[Coordinate labeling data]
════════════════
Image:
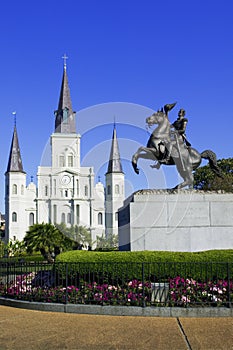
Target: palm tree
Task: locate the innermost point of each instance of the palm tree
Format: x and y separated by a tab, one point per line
45	238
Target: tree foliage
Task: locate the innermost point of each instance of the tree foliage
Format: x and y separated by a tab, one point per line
79	234
205	179
107	243
48	240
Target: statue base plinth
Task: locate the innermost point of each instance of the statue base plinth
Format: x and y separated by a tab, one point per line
185	221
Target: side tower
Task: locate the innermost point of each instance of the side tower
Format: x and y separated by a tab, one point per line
20	205
115	187
65	189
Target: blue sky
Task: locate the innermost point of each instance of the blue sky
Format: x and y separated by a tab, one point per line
143	53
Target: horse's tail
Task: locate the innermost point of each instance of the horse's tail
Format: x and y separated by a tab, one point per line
211	156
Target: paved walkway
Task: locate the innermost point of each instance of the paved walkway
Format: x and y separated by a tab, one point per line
29	330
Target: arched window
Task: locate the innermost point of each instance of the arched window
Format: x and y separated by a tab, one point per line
54	213
46	190
77	187
54	187
14	189
70	161
86	190
31	219
100	219
61	161
14	217
77	214
117	189
63	217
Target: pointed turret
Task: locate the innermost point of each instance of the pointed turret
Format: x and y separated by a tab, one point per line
65	116
114	164
115	187
15	162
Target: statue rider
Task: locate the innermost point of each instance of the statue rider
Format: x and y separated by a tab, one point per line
179	127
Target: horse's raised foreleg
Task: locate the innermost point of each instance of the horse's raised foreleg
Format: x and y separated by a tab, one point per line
185	171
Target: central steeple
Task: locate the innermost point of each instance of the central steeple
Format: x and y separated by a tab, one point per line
65	116
114	164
════════════════
**The problem**
Give again only the lines of the material above that run from the one with "Target: horse's tail" through the end, both included, exactly as they appear.

**Answer for this exercise**
Target: horse's tail
Task: locate the innermost point of each instance of the horse's tail
Format: x and y separated by a tab, one point per line
211	156
Target: paved walkway
Task: locate the innermost point of each instance of the paved walkway
Format: x and y separated by a tab, one point per line
29	330
Target: arched window
Task: locate the innermost point of each instance of the arched window
Format: x and y separated by a tab, one point per line
54	213
46	190
77	187
54	187
14	189
70	161
86	190
31	219
100	219
61	161
14	217
77	214
117	189
63	217
Target: pointed turret
Task: locate the innermost point of each instance of the pointed turret
Format: x and y separated by a tab, one point per line
65	116
114	164
115	187
15	162
Target: statue rider
Task: locate the innermost point of each instance of the statue rider
Format: x and y separated by a tab, one point per line
179	127
Target: horse's raised foreleg
Task: locate the innermost point of each instance of the horse's raised foreleg
Format: x and y separated by a tab, one point per line
185	171
Target: central steeple
Task: locate the innermost point of each instance of the central steeple
Format: x and y separated by a tab, one point per line
65	116
114	164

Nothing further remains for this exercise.